Please restate, word for word, the lines below that begin at the one with "Mark one point on each instance of the american" and end at the one with "Mark one point on each instance of the gold". Leave out all other lines.

(Data records)
★ ★ ★ ★

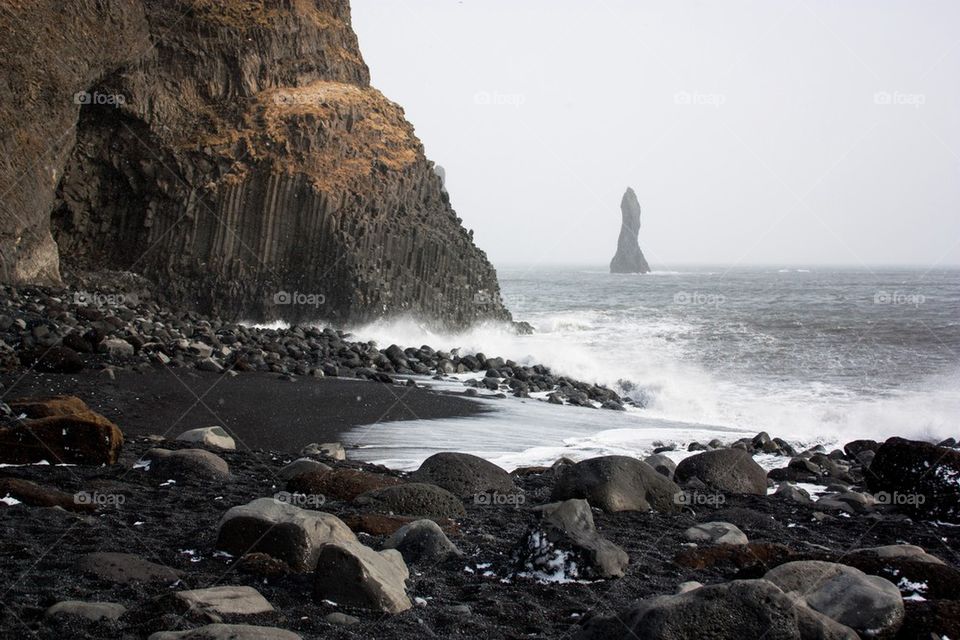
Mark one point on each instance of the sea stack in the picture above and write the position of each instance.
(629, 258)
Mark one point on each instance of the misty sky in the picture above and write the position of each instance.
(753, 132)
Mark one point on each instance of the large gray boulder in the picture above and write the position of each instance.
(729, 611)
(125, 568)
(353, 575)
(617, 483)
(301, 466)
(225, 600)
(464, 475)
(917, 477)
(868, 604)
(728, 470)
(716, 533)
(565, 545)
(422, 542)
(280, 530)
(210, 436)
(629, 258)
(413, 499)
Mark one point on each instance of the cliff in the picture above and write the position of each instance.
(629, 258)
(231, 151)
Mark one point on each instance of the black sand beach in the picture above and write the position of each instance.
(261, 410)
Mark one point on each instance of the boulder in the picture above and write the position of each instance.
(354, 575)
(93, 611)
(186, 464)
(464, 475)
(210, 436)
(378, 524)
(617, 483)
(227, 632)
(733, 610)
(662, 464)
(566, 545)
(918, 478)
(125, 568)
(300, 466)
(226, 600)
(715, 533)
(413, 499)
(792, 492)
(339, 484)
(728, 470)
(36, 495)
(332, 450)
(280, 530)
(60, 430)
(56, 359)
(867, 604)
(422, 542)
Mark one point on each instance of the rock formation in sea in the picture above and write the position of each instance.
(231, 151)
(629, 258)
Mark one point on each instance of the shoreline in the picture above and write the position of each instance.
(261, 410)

★ ★ ★ ★

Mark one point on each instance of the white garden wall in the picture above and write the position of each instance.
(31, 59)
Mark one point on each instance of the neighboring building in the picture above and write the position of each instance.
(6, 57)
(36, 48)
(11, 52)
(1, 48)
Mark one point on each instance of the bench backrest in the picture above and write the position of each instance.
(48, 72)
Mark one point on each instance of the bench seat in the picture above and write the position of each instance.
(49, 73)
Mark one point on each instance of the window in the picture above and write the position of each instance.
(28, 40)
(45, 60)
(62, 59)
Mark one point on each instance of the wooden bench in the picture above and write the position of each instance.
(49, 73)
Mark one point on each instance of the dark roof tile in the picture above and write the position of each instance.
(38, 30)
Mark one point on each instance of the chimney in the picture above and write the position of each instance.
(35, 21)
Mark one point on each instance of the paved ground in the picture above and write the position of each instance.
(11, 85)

★ ★ ★ ★

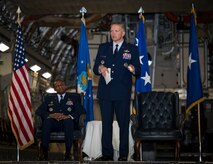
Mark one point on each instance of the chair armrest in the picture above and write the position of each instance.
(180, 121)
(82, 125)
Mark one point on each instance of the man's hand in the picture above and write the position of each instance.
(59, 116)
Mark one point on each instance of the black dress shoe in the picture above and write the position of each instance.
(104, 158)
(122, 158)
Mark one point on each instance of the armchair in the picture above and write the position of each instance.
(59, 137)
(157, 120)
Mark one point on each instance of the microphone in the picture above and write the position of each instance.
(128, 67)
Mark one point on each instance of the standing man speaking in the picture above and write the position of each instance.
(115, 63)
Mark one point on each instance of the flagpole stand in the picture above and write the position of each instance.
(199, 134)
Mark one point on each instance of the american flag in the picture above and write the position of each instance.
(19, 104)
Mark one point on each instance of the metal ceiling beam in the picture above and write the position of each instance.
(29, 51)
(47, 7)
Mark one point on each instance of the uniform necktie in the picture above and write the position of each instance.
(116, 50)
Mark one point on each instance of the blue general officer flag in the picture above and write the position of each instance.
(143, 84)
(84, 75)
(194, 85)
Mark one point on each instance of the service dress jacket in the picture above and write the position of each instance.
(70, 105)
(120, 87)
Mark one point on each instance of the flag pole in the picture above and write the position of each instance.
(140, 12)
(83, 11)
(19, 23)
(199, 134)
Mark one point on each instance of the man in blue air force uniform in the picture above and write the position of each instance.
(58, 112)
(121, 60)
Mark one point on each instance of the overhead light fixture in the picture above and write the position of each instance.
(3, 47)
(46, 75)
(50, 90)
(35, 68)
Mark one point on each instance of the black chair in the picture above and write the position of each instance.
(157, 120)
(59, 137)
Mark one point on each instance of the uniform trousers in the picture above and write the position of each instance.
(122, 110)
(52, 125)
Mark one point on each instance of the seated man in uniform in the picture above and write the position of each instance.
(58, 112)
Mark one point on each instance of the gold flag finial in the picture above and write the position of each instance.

★ ★ ★ ★

Output of the exercise
Mark one point on each instance of the american flag in the picture above and write the position of each instance.
(19, 104)
Mark one point on each instance of the metal ceiling beam in the picture above and write the position of each instance.
(29, 51)
(47, 7)
Mark one point on each instance of the uniform necktie in the picture above and write the position of each instance.
(116, 50)
Mark one point on each instance of the blue general officer flag in the picture above and write the position of each instance.
(143, 84)
(84, 75)
(194, 85)
Mark one point on each instance of the service dress jacket in the picture above and write the position of each instance.
(70, 105)
(120, 87)
Mark one point on each instance of the flag pole in the picture above and write the position of each instance.
(140, 12)
(83, 11)
(19, 23)
(199, 134)
Mark one point on each instance of the man in blue air force uniform in the picture above and write the position of each instance.
(58, 112)
(121, 60)
Mark one point on each instance of the overhead light fixture in the picture above and write the position of each instance.
(3, 47)
(46, 75)
(50, 90)
(35, 68)
Mark one point on each instance of the black chair in the picture above and write the position of each instance.
(157, 120)
(59, 137)
Mark one point on each instance of the uniform trousers in the picture above and write the position of each instance.
(122, 110)
(52, 125)
Mark one point on each instance of the seated man in uniform in the picture above and write the position of each instance.
(58, 112)
Mark one point on each instance of the gold flag finial in the picture above and write the position of each instance.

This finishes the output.